The request
Please copy the data below word for word, from the first line to the last, leaving out the pictures.

Point annotation data

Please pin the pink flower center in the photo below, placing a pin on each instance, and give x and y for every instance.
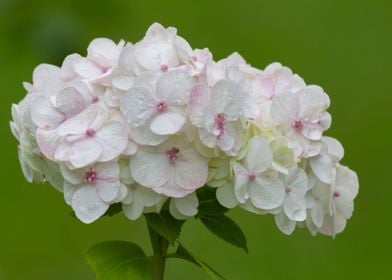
(173, 154)
(164, 67)
(90, 176)
(220, 123)
(252, 176)
(297, 124)
(90, 132)
(161, 106)
(95, 99)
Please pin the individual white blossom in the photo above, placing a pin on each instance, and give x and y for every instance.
(147, 124)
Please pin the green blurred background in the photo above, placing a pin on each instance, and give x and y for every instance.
(344, 46)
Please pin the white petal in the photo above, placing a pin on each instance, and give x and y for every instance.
(80, 123)
(191, 170)
(187, 205)
(197, 105)
(295, 207)
(107, 189)
(137, 105)
(334, 147)
(87, 69)
(167, 123)
(317, 214)
(87, 205)
(143, 135)
(285, 225)
(259, 156)
(241, 183)
(47, 141)
(267, 193)
(113, 138)
(174, 87)
(150, 169)
(133, 210)
(44, 115)
(69, 101)
(84, 152)
(226, 197)
(285, 107)
(228, 98)
(322, 166)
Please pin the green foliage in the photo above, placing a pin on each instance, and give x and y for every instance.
(225, 228)
(114, 260)
(183, 253)
(208, 204)
(211, 214)
(165, 225)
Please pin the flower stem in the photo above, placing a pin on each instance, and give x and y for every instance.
(159, 246)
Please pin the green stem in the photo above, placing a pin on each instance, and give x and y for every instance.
(159, 246)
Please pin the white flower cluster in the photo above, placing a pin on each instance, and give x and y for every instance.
(142, 123)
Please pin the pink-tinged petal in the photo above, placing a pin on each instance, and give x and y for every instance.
(266, 193)
(228, 98)
(107, 171)
(44, 115)
(137, 105)
(259, 156)
(167, 123)
(191, 170)
(285, 107)
(67, 72)
(174, 87)
(87, 205)
(70, 102)
(74, 177)
(150, 169)
(80, 123)
(197, 105)
(84, 152)
(48, 141)
(113, 139)
(87, 69)
(103, 51)
(107, 190)
(285, 225)
(131, 149)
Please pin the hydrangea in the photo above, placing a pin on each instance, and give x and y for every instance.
(148, 126)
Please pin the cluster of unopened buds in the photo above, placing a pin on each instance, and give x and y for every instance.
(150, 123)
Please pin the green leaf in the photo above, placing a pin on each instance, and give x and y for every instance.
(225, 228)
(208, 204)
(113, 260)
(183, 253)
(113, 209)
(165, 225)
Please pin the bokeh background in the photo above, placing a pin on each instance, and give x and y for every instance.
(344, 46)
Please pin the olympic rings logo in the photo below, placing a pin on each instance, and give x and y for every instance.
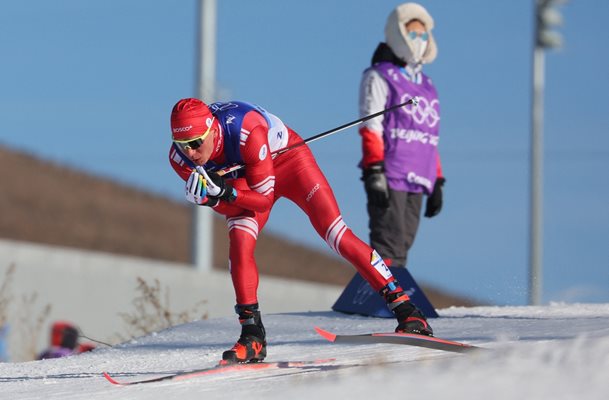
(426, 112)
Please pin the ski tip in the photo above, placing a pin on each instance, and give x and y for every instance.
(327, 335)
(110, 379)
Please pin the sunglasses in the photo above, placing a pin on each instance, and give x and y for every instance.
(194, 143)
(412, 35)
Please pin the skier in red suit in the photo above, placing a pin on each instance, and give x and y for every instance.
(209, 138)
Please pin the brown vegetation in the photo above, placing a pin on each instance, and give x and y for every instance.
(47, 203)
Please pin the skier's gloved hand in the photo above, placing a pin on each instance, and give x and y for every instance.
(196, 188)
(375, 184)
(434, 200)
(217, 187)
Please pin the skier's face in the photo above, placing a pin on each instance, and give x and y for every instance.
(202, 153)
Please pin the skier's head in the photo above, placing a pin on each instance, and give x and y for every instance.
(414, 44)
(194, 129)
(64, 334)
(191, 120)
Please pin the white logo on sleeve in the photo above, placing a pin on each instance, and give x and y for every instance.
(263, 152)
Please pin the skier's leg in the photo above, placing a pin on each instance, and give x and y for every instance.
(300, 179)
(243, 233)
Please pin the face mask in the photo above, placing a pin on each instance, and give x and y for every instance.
(417, 42)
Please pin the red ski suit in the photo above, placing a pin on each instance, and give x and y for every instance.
(294, 175)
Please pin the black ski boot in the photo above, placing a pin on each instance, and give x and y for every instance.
(410, 318)
(251, 346)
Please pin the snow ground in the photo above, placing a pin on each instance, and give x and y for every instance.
(560, 351)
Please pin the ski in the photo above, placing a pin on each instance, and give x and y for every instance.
(223, 368)
(430, 342)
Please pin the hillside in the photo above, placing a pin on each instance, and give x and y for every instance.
(48, 203)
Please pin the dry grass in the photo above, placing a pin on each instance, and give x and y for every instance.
(153, 312)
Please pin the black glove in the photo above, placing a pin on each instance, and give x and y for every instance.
(217, 187)
(375, 184)
(434, 200)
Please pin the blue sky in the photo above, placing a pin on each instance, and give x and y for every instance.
(91, 85)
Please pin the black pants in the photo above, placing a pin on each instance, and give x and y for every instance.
(393, 230)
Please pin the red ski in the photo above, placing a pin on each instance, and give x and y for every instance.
(223, 369)
(408, 339)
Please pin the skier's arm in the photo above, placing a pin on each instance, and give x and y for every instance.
(259, 172)
(373, 98)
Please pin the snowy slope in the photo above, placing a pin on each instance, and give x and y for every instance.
(559, 351)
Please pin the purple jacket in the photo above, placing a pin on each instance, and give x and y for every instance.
(411, 133)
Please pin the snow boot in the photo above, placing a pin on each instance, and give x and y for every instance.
(410, 318)
(251, 346)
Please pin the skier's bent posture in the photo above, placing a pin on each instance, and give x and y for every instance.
(207, 138)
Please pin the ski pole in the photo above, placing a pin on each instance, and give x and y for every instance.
(322, 135)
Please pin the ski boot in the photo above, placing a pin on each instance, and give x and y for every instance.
(251, 346)
(410, 318)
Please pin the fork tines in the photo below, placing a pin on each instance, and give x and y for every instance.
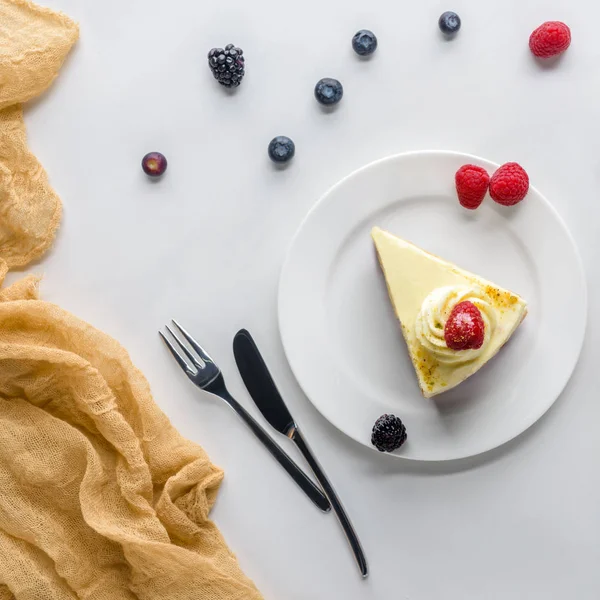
(198, 359)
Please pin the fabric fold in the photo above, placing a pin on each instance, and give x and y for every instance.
(100, 497)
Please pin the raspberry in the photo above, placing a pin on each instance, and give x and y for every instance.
(549, 39)
(465, 329)
(471, 185)
(509, 184)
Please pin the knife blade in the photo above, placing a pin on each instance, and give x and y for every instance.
(260, 384)
(267, 398)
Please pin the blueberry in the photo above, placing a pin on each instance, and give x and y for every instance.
(364, 42)
(154, 164)
(449, 23)
(328, 91)
(281, 149)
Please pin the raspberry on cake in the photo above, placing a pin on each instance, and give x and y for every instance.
(465, 328)
(472, 184)
(509, 184)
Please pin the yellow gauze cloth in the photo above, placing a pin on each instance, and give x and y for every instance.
(100, 497)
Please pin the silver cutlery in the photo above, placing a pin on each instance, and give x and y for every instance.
(267, 398)
(202, 370)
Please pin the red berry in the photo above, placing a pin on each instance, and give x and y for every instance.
(465, 329)
(549, 39)
(154, 164)
(471, 185)
(509, 184)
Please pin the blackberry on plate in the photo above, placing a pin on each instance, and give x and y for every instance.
(281, 149)
(328, 91)
(364, 42)
(449, 22)
(227, 65)
(388, 434)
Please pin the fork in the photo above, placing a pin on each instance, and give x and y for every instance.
(205, 374)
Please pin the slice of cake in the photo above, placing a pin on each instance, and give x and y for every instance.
(453, 321)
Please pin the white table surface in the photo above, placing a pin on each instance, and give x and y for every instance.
(206, 245)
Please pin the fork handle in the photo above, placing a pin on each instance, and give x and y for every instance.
(294, 471)
(341, 514)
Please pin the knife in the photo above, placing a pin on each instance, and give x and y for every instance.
(263, 391)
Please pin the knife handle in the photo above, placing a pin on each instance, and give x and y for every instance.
(294, 471)
(335, 501)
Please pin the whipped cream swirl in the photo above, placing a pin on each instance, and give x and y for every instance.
(434, 313)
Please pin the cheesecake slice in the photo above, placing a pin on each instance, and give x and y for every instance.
(424, 291)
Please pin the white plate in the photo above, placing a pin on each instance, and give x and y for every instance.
(343, 341)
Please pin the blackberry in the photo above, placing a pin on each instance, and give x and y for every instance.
(449, 23)
(227, 65)
(388, 434)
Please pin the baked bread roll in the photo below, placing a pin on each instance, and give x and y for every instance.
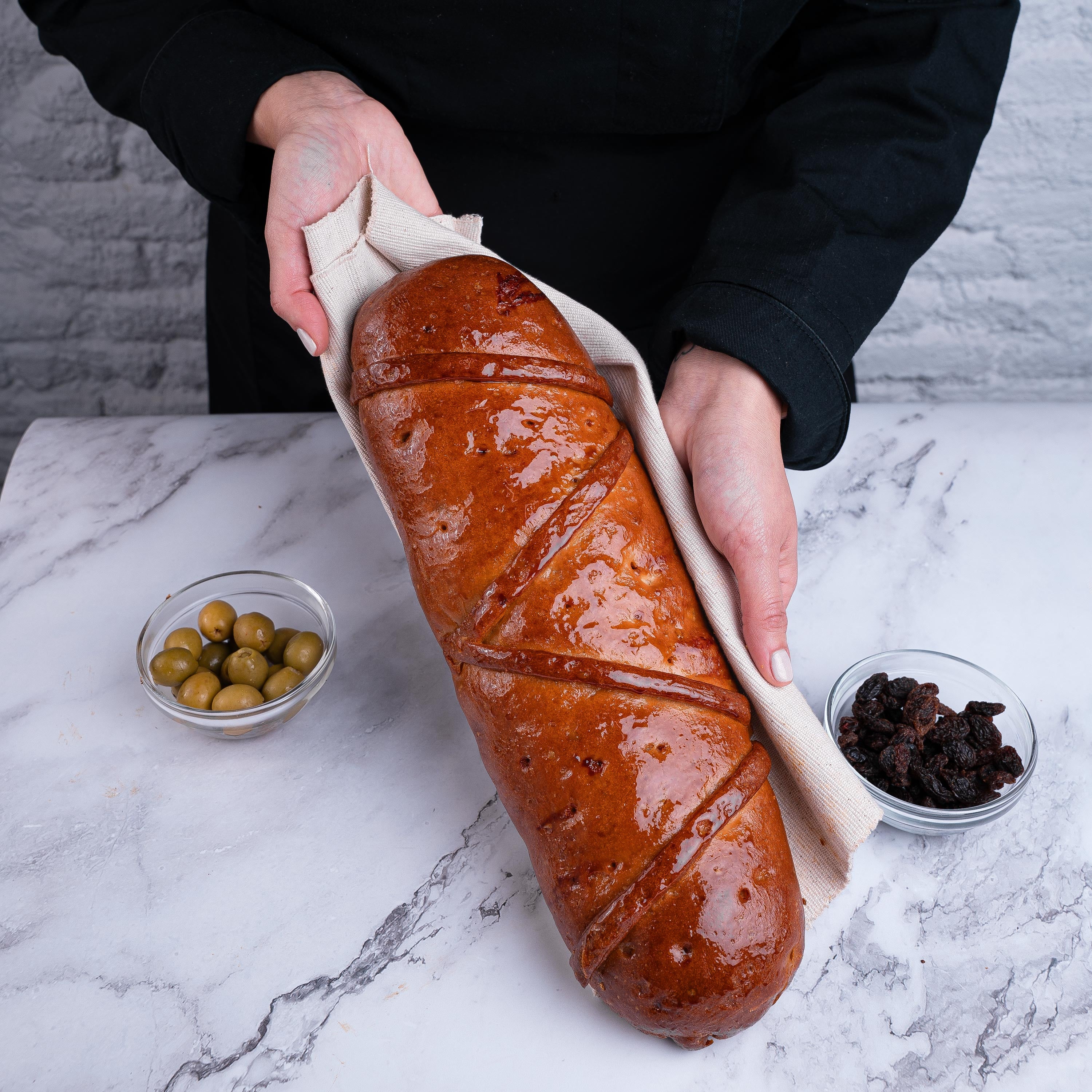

Result for this exercise
Please pin the pink flower center in the photo below, placing a pin on each instance, and give x and y for every instance.
(173, 154)
(164, 67)
(90, 176)
(220, 123)
(252, 176)
(297, 124)
(90, 132)
(161, 106)
(95, 99)
Please pin the individual white blossom in the photo above, placing a pin on each instance, and give x and y for every instance.
(147, 124)
Please pin the green blurred background in the photo above, placing a pin on each instance, and give x and y for every instance.
(344, 46)
Please pin the white petal in the photo above, placing a pin on each instance, and give x and y for every instance.
(80, 123)
(191, 170)
(187, 205)
(197, 105)
(295, 207)
(107, 189)
(137, 105)
(334, 147)
(87, 69)
(167, 123)
(317, 214)
(87, 205)
(143, 135)
(285, 225)
(259, 156)
(241, 183)
(47, 141)
(267, 193)
(113, 138)
(174, 87)
(150, 169)
(133, 210)
(44, 115)
(69, 101)
(84, 152)
(226, 197)
(285, 107)
(228, 98)
(322, 166)
Please pin the green foliage in the photo above, placing a pin on each instance, and give x and y for every instance.
(225, 228)
(114, 260)
(183, 253)
(208, 204)
(211, 214)
(165, 225)
Please pin the flower stem in the photo above, placing a pin on each instance, and give x and y for every instance.
(159, 246)
Please pin the green stem in the photo above, placing a pin on each instance, and give x and y for every instance.
(159, 246)
Please pin the white flower cluster in the photo above, placing a pin on each instance, and give x and y for every instance.
(142, 123)
Please pin the pink-tinged petal in the photo above, placing a pin on each instance, and give x and y for every instance.
(266, 193)
(228, 98)
(107, 171)
(44, 115)
(137, 105)
(259, 156)
(167, 123)
(191, 170)
(285, 107)
(67, 72)
(174, 87)
(87, 205)
(70, 102)
(74, 177)
(150, 169)
(80, 123)
(197, 105)
(84, 152)
(48, 141)
(113, 139)
(87, 69)
(103, 51)
(107, 190)
(285, 225)
(131, 149)
Please pin the hydrangea in the photo above, placing a pin on each instance, and give x and y for every instance.
(148, 126)
Please pin the cluster of unopened buds in the photo above, placing a pin on each instance, and give x and y for every instance.
(150, 123)
Please pin the green leaf in the photo above, placing a pin on each instance, and give x and y for every instance.
(225, 228)
(208, 204)
(113, 260)
(183, 253)
(113, 209)
(165, 225)
Please pin the bokeh background in the photo above, placing a pin on each instance, and give x and y for every instance.
(344, 46)
Please pin the olympic rings logo in the photo below, placing a pin on each instance, and give x and y for every instance.
(426, 112)
Please pin the ski tip in the photo above, placing a pin on each instance, and give x and y for every instance.
(327, 335)
(110, 379)
Please pin the sunglasses in the photo above, placing a pin on each instance, and give x and y for every instance.
(194, 143)
(412, 35)
Please pin the skier in red suit in the photo above, placing a pin on each instance, and give x and y for every instance.
(209, 138)
Please pin the brown vegetation in the photo above, placing a pin on each instance, and give x and y for every instance.
(47, 203)
Please pin the skier's gloved hand in the photo above, placing a pin on each instance, and give x and y for every instance.
(196, 188)
(375, 184)
(434, 200)
(217, 187)
Please pin the skier's face in the photo above, placing a pin on each instance, and give x and y for every instance.
(202, 153)
Please pin the skier's head in the photo above, placing a pin on each instance, and give x and y for every instance.
(414, 44)
(194, 129)
(64, 334)
(191, 120)
Please pin the white logo on sleeve in the photo above, placing a pin on each instance, and give x and y for every instance.
(263, 152)
Please pin the skier's leg in the photo above, placing a pin on each instance, and give x and y for every instance.
(300, 179)
(243, 233)
Please pin the face mask in the photo above, placing a pin on each instance, and give x and y for every instance.
(417, 42)
Please pin the red ski suit in the photo above, placing a pin on each instance, and give x and y for every instance.
(294, 175)
Please pin the black ski boot in the photo above, placing a pin on each instance, and give x and y for every instance.
(410, 318)
(251, 346)
Please pin the snow ground in the photo above, placing a pin on each instance, and give x and y for every instance.
(560, 351)
Please pin the ski in the photo above, placing a pin on each instance, and give x and y for every instance.
(223, 368)
(430, 342)
Please pin the hillside in the photo above, placing a pin on each instance, and give x and y for every instance.
(48, 203)
Please pin the dry grass in the photo above, placing a pin on each instance, and give x and y for every instance.
(153, 312)
Please pin the black glove in the photo above, placing a pin on each instance, and give x and y for every instance.
(217, 187)
(375, 184)
(434, 200)
Please pin the blue sky in the photo above, placing a pin on each instance, and give x and y for every instance.
(91, 85)
Please pin the black pants in the photo above, placing a pin on each instance, and give x and y for every instance.
(393, 230)
Please pin the red ski in the photo above, placing a pin on each instance, and give x and y for every instance.
(223, 369)
(408, 339)
Please pin the skier's arm in the photo above, placing a pin on each instance, and give x and y for every instance.
(259, 172)
(373, 98)
Please pin the snowy slope in the photo above, placing a pin on each instance, and give x and y for every instance.
(559, 351)
Please pin the purple jacket in the photo above, placing a pin on each instance, and give x and y for every instance.
(411, 133)
Please pin the snow boot in the photo above, placing a pin on each instance, and give x and y for every instance.
(410, 318)
(251, 346)
Please pin the skier's bent posture in the photo above, placing a pin on each instance, and give x and y for every instance.
(207, 138)
Please pin the ski pole in the photo above, placing a pin on each instance, and give x and y for every instance.
(322, 135)
Please pin the ski boot in the photo above, placing a pin on each instance, and give x and y for every instance.
(251, 346)
(410, 318)
Please pin the fork tines in the photo below, placing a pin on each instance, and give x and y for every instance.
(198, 359)
Please pin the fabric fold in the photo above, placing a pin on each instance, and give x and y for every instance.
(100, 497)
Please pin the raspberry in the photo above, placing a pin on each instance, and give x and y for every instance.
(549, 39)
(465, 329)
(471, 185)
(509, 184)
Please pin the knife blade in the photo above, placing a pin on each instance, and give x and y for every instance.
(260, 384)
(267, 398)
Please pin the blueberry in the photo above, placing a pin on each instance, and give x and y for every instance.
(364, 42)
(154, 164)
(449, 23)
(328, 91)
(281, 149)
Please pin the raspberry on cake in the photo above, placing a pin on each instance, and give x and y for every instance.
(465, 328)
(472, 184)
(509, 184)
Please pin the yellow gauze cloth in the photo above, placing a pin on each instance, and give x and y for every instance.
(100, 497)
Please pin the silver cutlery in the photo above, placing a pin on each instance, and give x and y for every instance.
(267, 398)
(202, 370)
Please pin the red berry in the photo above, placing a pin on each instance, and give x and y for every instance.
(465, 329)
(549, 39)
(154, 164)
(471, 185)
(509, 184)
Please pin the blackberry on plate in the photo above, placing a pin on each instance, and give x and y for every instance.
(281, 149)
(328, 91)
(364, 42)
(449, 22)
(227, 65)
(388, 434)
Please pin the fork in the photo above, placing a pin on each instance, and give x and y for every instance.
(205, 374)
Please pin the slice of cake in the photo above, placing a pin on each instance, and give x and y for every instance.
(453, 321)
Please pin the white table surface in the photo above, placing a pin on each instance, and give x and y for every instance.
(206, 245)
Please pin the fork handle in the photo above, placing a pin on each instance, and give x and y for every instance.
(294, 471)
(341, 514)
Please pin the knife in the photo above, placing a pin on each instance, and give x and y for every instance.
(263, 391)
Please pin the knife handle in the photo above, placing a pin on each instance, and give x and y for every instance.
(294, 471)
(335, 501)
Please pin the whipped cream swirl in the photo above, placing a pin on each instance, and give x and y for every instance.
(434, 313)
Please pin the cheesecake slice in the photo above, placing a pin on each instance, and give x and y for every instance.
(424, 291)
Please pin the white plate in the photo above, placing a pin on each instance, and give x and y for every instance.
(343, 341)
Please pin the blackberry in the photo above, placing a pin on each instance, and give x and y for every instance.
(449, 23)
(227, 65)
(388, 434)
Please pin the baked bread roll in the photo below, placing a pin on each instance, and give x and y for every instance.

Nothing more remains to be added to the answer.